** Start TEXT EXCERPT **
Sounds like .NET Core is aimed mostly just at the Linux world or the mobile
world or people who want to be able to run the same code on both Linux and
Windows. But I'm staying with Windows desktop and Windows Server -- already
spent too much on getting good enough with Windows.

I have to suspect that Microsoft will continue to support Windows developers,
including with VB.NET. If all Microsoft does with VB.NET is fix bugs, then
fine with me. I'm not sure I have yet found a bug; so, fixing bugs in VB.NET
should be easy enough for Microsoft.

I'm not really a _programmer_ ; instead I'm an applied mathematician and
business man who also writes software. Since this thread is about startups,
the core of my startup is some applied math I derived -- and then programmed,
with a Web site for the users.
** End TEXT EXCERPT **
** Start SUPPLIED RECORDS **
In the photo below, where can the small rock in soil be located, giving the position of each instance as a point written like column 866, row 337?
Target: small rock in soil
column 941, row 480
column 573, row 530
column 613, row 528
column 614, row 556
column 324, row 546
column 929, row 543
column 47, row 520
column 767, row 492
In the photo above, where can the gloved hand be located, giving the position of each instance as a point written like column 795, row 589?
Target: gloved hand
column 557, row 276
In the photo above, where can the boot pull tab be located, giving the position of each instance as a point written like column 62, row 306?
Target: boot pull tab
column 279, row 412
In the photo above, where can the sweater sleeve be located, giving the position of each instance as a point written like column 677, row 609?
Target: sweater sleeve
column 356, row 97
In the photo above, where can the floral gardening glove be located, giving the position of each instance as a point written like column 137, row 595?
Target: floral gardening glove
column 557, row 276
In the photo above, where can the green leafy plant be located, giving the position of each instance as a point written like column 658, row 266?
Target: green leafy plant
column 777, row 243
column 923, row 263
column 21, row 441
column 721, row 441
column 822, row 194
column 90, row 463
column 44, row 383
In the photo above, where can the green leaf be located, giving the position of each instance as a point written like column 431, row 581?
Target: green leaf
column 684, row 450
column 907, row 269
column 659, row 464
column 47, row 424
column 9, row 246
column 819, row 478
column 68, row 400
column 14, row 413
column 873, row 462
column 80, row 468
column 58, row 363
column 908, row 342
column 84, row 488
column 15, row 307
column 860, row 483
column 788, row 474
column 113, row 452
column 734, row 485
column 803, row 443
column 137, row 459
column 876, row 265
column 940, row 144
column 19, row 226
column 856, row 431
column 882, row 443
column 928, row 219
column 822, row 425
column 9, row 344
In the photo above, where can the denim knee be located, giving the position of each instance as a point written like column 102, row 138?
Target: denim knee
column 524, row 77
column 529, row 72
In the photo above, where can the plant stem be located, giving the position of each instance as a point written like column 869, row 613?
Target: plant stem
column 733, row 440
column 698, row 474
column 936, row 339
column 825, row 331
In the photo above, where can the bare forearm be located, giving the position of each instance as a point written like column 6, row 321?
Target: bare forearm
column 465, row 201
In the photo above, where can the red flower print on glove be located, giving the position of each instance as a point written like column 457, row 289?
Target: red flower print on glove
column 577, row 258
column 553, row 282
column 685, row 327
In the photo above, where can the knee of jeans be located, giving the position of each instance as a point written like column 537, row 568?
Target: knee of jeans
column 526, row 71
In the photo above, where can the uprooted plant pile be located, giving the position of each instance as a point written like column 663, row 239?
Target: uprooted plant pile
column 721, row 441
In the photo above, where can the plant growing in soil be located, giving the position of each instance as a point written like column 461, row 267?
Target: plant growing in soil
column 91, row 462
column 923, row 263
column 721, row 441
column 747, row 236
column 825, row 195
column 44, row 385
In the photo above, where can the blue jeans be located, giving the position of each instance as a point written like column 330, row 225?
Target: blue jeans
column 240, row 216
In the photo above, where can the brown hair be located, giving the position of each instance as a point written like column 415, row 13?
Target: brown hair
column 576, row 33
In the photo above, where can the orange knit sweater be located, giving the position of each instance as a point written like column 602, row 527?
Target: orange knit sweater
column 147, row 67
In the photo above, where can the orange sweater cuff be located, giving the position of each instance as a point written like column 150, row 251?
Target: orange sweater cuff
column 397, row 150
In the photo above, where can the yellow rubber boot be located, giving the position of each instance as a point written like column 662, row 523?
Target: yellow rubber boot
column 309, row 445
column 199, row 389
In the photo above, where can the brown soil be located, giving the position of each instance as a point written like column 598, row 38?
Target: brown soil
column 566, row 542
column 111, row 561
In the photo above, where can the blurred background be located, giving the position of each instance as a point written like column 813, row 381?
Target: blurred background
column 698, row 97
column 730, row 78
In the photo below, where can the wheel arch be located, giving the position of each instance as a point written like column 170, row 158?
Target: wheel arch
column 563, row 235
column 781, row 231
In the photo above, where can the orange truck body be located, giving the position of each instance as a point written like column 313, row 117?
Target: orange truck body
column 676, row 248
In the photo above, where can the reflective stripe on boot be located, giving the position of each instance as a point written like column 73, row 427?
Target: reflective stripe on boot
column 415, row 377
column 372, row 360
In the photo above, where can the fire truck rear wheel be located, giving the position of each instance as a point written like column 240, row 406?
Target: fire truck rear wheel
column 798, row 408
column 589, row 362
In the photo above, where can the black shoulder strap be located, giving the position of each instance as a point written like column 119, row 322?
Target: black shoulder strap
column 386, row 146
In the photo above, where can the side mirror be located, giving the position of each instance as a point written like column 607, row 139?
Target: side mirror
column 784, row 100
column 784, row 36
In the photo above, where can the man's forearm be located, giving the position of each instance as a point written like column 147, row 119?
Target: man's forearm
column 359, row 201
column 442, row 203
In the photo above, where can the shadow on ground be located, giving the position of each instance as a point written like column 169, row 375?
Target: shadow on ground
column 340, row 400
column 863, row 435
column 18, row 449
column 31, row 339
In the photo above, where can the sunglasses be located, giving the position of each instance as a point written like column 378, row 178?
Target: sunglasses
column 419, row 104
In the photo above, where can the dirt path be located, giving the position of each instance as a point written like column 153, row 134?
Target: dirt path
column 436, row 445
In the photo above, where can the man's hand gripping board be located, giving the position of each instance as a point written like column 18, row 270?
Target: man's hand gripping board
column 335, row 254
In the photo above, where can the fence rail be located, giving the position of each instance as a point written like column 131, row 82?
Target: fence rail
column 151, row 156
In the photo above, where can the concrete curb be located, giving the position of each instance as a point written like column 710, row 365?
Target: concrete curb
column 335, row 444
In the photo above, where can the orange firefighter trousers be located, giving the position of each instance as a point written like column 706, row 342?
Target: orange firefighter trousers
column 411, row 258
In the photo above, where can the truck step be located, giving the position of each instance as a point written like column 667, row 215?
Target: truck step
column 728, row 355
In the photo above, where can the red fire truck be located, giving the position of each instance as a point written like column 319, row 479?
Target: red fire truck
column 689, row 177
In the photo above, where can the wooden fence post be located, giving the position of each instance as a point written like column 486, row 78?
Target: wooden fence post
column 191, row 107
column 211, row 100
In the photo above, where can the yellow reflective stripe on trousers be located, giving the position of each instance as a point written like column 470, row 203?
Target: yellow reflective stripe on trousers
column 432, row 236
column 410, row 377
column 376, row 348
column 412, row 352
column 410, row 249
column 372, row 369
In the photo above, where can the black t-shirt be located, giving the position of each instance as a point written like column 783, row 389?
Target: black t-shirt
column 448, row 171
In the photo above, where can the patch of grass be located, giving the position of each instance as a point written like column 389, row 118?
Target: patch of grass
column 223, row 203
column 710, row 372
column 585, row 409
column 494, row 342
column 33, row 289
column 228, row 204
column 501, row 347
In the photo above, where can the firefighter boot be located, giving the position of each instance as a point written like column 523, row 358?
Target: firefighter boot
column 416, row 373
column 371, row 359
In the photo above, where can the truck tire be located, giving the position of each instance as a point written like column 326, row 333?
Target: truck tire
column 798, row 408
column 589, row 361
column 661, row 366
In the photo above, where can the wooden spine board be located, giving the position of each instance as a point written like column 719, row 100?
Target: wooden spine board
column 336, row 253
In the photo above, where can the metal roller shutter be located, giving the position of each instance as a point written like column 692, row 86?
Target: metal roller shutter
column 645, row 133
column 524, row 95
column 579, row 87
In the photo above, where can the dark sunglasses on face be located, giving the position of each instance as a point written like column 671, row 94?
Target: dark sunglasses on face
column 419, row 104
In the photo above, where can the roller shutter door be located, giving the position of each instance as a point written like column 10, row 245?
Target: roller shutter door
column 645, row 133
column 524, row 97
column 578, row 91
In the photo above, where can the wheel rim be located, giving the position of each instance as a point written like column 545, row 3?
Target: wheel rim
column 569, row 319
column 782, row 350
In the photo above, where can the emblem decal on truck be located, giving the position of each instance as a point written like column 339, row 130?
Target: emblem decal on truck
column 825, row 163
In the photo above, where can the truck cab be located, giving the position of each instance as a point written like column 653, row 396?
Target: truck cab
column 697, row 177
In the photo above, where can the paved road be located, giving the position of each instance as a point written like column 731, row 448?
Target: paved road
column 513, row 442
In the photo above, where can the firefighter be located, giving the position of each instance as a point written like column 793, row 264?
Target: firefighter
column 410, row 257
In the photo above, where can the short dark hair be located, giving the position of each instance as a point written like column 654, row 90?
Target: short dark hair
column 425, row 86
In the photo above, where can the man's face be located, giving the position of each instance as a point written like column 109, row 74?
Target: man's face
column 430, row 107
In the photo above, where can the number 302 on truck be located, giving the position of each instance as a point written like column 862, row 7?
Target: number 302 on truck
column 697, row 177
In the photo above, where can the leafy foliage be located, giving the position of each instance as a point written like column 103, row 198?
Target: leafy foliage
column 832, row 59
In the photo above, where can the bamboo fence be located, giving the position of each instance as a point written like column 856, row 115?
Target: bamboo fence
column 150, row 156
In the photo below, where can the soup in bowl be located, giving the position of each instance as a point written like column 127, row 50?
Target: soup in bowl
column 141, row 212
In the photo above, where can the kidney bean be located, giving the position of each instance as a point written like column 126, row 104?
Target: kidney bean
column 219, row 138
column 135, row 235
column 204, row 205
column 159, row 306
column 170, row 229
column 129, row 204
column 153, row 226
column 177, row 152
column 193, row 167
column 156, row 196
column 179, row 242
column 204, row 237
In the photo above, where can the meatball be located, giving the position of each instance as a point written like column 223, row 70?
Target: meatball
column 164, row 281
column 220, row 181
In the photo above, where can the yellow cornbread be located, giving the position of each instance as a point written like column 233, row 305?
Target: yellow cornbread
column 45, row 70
** End SUPPLIED RECORDS **
[TASKS TO CARRY OUT]
(1) In the forum post about .NET Core and VB.NET, which two Windows platforms does the writer say they are staying with?
(2) Continue the forum post about .NET Core and VB.NET from its final sentence.
These rows bear no relation to the forum post about .NET Core and VB.NET.

[EXPECTED RESULTS]
(1) Windows desktop and Windows Server.

(2)
I would guess that if Microsoft wants all their major languages to run on both
Windows and Linux, then that will be a lot of work and something for the
future that I don't have to worry about.

While I don't like the C# C-like syntax, I could use C# if I needed to. IIRC
there is a source code translator from VB --> C# and, maybe, if possible, in
the other direction. So, I could convert my code to C#.

I suspect that I'm not the only developer who wants to continue with VB.NET
and the .NET Framework as they have been for some years now. If the .NET Core
is not relevant to such developers, then so be it, and that's not a good
reason for Microsoft to abandon their old developers.